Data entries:
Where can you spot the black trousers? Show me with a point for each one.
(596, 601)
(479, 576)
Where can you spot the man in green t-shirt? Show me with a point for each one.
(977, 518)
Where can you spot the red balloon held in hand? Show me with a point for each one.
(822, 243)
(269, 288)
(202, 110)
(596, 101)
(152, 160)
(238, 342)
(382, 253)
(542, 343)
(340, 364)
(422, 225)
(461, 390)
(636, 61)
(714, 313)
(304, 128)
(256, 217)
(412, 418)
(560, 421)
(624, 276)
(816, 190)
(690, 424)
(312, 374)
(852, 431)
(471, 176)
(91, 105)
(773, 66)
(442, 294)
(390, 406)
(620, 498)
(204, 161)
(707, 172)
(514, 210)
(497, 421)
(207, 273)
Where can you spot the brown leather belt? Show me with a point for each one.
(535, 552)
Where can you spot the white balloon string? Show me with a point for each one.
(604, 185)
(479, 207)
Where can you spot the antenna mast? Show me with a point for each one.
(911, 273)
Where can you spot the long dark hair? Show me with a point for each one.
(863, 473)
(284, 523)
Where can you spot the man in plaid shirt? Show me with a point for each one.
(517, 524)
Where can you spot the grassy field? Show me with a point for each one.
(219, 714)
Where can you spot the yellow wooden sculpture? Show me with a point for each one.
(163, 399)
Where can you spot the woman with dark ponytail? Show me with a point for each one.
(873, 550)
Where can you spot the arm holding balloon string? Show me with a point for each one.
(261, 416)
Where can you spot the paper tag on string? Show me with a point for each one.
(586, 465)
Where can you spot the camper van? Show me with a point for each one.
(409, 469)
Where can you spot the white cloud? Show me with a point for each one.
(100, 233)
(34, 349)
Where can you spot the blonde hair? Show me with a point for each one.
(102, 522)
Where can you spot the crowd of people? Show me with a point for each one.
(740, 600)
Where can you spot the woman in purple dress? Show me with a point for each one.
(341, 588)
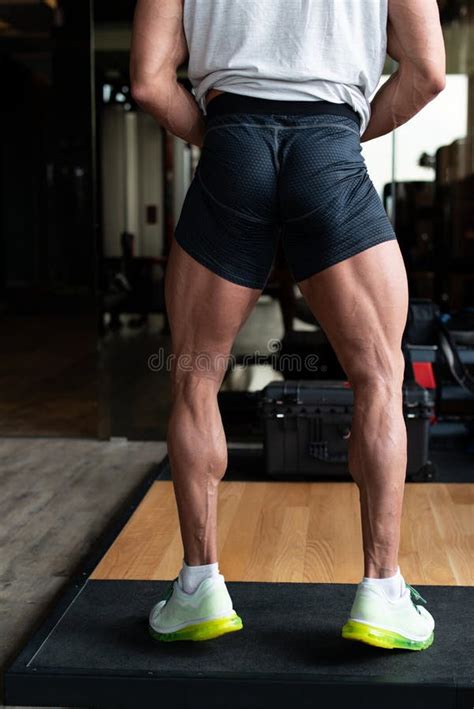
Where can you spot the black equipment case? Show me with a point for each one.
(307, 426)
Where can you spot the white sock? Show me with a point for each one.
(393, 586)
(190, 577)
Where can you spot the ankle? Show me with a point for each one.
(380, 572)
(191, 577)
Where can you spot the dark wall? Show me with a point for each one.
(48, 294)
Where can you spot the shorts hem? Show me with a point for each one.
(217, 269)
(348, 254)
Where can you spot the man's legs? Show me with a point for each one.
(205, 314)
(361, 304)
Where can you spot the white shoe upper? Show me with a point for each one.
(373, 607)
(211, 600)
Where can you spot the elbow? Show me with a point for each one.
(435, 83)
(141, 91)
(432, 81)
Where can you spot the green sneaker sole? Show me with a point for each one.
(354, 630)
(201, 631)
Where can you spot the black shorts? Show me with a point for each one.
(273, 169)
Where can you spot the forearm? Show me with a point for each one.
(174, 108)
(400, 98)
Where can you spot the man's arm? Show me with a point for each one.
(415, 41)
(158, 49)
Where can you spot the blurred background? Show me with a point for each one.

--

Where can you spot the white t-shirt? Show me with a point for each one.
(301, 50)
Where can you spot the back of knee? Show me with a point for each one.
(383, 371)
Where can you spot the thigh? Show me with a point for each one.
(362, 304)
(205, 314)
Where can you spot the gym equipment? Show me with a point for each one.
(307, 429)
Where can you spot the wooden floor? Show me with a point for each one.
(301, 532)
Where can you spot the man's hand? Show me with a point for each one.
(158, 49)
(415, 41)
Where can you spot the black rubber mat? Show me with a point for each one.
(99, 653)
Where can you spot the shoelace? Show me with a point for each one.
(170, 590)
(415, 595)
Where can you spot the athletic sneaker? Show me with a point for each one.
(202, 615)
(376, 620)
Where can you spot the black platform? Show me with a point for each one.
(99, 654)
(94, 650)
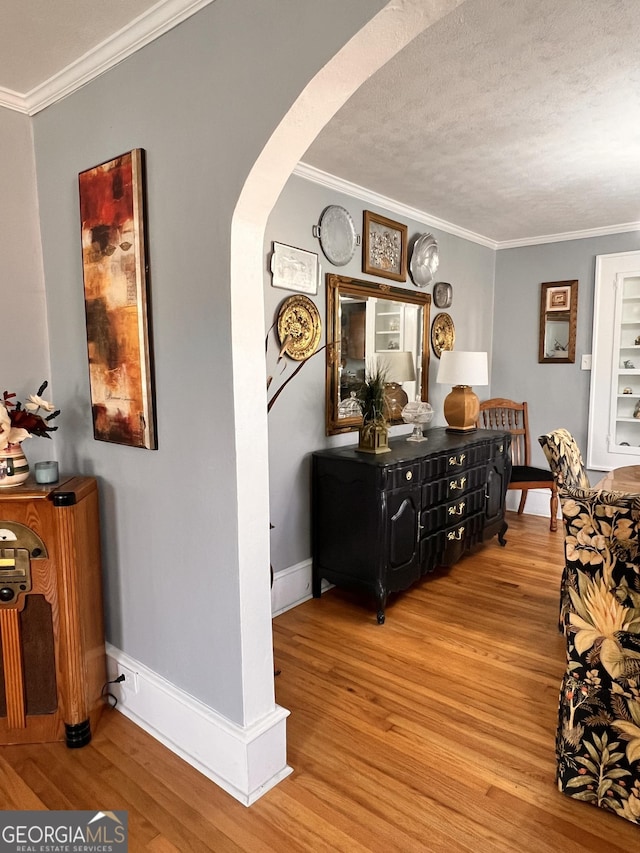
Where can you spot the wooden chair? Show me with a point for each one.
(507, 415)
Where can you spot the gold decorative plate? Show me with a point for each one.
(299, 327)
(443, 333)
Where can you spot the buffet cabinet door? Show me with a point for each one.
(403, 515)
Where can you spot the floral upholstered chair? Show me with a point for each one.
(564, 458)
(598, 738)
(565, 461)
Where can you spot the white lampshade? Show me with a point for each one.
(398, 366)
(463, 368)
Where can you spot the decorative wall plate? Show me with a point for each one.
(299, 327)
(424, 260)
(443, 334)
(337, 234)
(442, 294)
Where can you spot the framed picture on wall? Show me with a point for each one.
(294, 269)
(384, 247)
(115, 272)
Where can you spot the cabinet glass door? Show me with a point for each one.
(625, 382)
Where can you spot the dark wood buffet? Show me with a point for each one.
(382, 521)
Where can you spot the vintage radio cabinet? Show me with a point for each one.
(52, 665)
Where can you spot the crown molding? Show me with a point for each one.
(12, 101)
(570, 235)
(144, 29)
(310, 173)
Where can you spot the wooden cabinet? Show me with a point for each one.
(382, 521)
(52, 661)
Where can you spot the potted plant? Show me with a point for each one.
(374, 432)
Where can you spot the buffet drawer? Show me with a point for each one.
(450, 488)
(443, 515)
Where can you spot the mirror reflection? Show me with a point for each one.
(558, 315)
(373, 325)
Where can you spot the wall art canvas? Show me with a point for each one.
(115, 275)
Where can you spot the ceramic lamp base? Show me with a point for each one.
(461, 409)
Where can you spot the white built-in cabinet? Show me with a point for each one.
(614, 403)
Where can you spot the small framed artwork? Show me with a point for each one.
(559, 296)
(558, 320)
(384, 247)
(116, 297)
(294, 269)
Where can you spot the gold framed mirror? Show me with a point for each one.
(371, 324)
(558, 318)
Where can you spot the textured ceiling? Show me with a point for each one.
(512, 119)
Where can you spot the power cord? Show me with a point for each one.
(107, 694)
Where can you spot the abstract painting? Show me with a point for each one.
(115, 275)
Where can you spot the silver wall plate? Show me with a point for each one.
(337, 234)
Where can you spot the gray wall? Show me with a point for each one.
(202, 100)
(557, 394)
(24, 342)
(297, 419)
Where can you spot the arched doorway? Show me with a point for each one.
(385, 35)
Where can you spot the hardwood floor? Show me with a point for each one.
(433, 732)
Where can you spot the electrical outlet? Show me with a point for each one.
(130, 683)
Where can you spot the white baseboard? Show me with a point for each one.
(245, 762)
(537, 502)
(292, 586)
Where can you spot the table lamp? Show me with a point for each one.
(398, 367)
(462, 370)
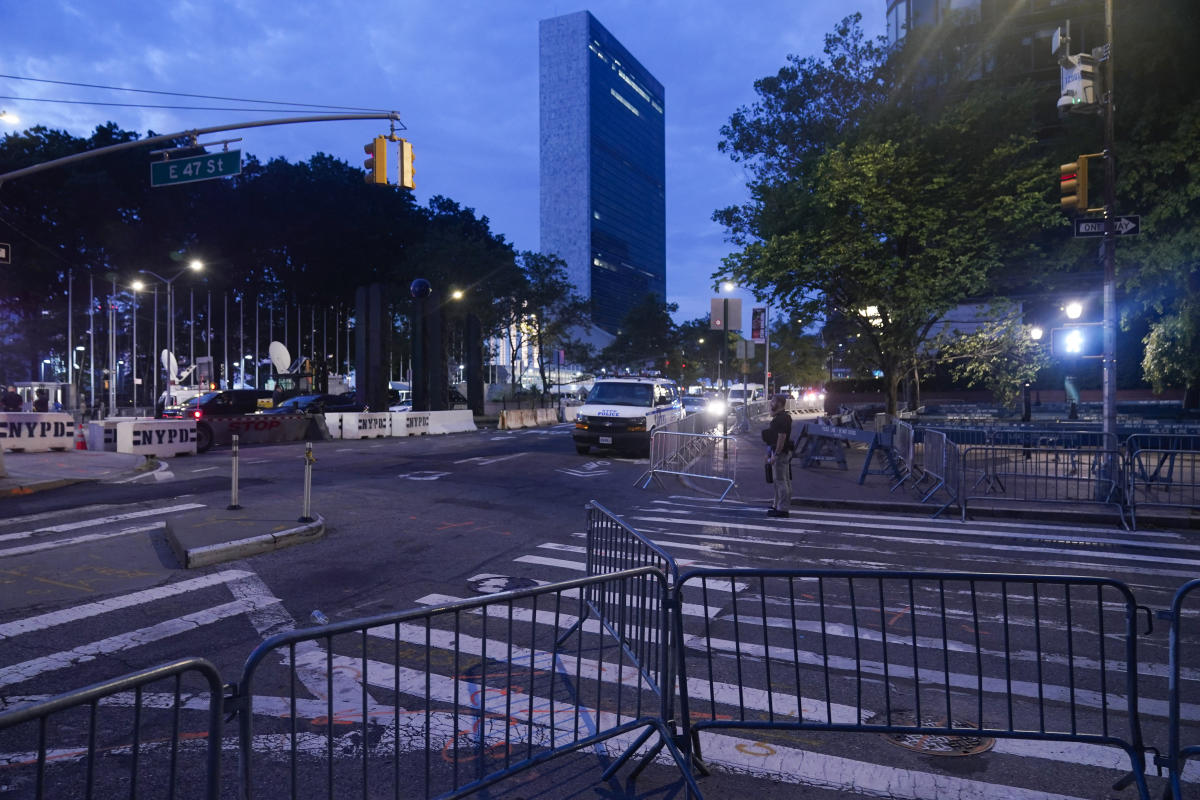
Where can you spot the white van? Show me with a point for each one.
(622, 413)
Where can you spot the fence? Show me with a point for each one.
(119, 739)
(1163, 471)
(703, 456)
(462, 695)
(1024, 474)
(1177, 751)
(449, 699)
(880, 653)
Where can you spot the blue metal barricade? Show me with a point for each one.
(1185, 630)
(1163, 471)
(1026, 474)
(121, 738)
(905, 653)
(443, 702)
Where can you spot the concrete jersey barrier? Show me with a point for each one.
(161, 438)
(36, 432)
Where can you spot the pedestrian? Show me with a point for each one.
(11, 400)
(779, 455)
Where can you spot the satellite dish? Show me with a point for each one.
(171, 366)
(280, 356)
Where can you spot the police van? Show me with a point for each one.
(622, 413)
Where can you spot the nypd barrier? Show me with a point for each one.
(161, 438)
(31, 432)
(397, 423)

AIM: List every line of the material above that contains the word "chair", treating uppercase and lowercase as different.

THE OUTPUT:
Where can you spot the wooden chair? Show me with a point for each one.
Where can you spot the floral upholstered chair? Show me with a point for each one.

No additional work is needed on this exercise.